→ TASK
Please copy out everything from the line containing "Target: <item>blue sky</item>" down to the end of the rows, requests included. Multiply every coordinate in the answer outlines by 1.2 and round each result to a whole number, rounding halves up.
** Begin EXERCISE MATERIALS **
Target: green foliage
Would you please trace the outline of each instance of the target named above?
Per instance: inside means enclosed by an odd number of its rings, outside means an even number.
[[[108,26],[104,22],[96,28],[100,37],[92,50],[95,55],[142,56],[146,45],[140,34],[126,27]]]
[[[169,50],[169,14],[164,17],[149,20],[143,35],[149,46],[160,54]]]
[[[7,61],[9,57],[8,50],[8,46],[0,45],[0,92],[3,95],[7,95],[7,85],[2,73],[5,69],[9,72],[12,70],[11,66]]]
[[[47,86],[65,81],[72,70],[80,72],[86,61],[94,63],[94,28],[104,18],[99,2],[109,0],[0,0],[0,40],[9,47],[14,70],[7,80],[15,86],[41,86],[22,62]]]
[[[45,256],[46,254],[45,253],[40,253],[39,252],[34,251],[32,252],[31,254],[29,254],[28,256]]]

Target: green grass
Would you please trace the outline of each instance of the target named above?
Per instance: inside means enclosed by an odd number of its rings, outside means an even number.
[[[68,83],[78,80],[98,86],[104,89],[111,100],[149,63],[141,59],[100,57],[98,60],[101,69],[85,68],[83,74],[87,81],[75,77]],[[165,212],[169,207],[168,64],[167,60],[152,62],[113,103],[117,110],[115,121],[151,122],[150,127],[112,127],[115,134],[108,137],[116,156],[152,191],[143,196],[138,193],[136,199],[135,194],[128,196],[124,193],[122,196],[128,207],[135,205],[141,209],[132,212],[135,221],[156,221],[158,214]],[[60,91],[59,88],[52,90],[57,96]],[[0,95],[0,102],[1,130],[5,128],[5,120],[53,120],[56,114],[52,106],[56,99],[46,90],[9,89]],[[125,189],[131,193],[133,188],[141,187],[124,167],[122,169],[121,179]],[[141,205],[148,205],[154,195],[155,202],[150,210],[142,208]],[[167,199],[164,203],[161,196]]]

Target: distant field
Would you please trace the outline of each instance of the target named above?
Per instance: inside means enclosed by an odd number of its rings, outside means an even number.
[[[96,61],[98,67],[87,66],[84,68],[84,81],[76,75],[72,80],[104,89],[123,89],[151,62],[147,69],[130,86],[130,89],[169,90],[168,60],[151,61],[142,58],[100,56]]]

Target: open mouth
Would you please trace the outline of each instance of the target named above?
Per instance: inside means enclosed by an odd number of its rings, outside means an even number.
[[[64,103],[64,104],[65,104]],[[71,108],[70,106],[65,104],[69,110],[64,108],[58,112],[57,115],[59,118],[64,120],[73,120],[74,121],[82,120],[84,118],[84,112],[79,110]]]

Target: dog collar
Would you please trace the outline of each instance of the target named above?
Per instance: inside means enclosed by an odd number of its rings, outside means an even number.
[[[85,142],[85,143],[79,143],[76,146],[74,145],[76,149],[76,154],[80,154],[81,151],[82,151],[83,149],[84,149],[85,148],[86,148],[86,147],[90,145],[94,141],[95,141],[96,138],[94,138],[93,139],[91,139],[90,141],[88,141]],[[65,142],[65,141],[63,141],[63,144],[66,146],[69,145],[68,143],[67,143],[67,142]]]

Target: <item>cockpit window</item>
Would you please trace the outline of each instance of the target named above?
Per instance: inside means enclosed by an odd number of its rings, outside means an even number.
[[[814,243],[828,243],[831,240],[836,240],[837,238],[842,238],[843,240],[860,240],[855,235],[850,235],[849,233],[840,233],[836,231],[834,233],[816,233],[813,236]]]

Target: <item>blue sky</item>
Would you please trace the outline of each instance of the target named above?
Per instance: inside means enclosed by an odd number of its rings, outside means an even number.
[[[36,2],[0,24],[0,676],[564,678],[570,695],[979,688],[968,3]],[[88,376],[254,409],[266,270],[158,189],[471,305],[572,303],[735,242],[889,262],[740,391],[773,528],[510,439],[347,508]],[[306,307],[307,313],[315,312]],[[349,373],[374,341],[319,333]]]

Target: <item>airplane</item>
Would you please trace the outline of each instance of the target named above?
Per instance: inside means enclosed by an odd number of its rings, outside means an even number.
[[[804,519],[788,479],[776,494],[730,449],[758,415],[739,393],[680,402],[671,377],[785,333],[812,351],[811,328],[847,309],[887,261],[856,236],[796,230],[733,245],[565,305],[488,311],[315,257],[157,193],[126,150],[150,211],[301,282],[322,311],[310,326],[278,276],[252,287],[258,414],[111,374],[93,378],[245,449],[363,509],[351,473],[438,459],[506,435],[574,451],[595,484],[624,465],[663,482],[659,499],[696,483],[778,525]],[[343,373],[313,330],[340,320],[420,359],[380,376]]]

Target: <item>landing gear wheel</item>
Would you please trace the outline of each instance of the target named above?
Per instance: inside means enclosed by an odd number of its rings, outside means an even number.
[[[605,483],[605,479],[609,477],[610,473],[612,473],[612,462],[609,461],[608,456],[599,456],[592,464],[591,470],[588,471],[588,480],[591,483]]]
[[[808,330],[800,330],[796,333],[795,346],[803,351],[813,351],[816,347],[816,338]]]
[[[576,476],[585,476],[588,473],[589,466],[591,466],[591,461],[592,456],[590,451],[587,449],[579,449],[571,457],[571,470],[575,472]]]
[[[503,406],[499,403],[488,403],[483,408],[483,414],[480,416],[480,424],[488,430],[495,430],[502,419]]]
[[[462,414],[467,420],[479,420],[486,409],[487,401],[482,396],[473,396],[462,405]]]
** End EXERCISE MATERIALS **
→ WORKED ANSWER
Target: <item>blue sky</item>
Would you please trace the outline of each instance of the target named above?
Per instance: inside means enclosed by an odd number of its rings, outside means an even number.
[[[43,2],[0,29],[0,811],[677,814],[684,834],[1175,826],[1162,4]],[[106,451],[305,491],[319,324],[190,227],[565,366],[686,364],[882,290],[1067,314],[888,469],[928,634],[612,527],[416,610]],[[367,368],[368,376],[378,374]],[[419,448],[449,409],[383,400]]]

Target: <item>airplane</item>
Would you please trace the outline of each instance of the target named above?
Per instance: inside means enclosed by an odd number of its rings, outside means an even number.
[[[965,623],[946,575],[931,593],[876,539],[910,498],[887,472],[816,482],[805,452],[942,400],[974,421],[973,394],[1016,371],[1064,313],[1027,283],[955,276],[880,294],[678,366],[586,373],[378,308],[188,232],[151,180],[180,253],[361,338],[386,373],[372,391],[334,331],[302,344],[310,497],[133,449],[112,454],[294,539],[436,611],[421,568],[526,551],[607,522],[689,541],[714,581],[749,558],[796,578],[791,599],[835,580],[934,630]],[[412,448],[376,396],[408,384],[504,431],[456,451]]]

Target: <item>landing gear wheel</item>
Would you please trace the outline of each instance of the target named above?
Per instance: inside means enclosed by an odd number of its rings, outside means an even number.
[[[726,580],[726,575],[731,572],[732,568],[734,568],[734,554],[731,553],[730,547],[719,547],[710,557],[709,564],[706,565],[706,576],[709,580]]]
[[[970,396],[960,396],[955,400],[954,415],[964,421],[976,421],[979,416],[979,406]]]
[[[691,571],[702,571],[706,568],[707,559],[709,559],[709,553],[710,547],[708,541],[704,539],[695,539],[685,548],[685,564],[690,566]]]
[[[604,487],[599,484],[586,484],[580,490],[580,497],[576,499],[576,509],[586,516],[594,516],[602,503]]]
[[[554,497],[560,504],[575,504],[583,491],[584,481],[578,475],[568,475],[554,486]]]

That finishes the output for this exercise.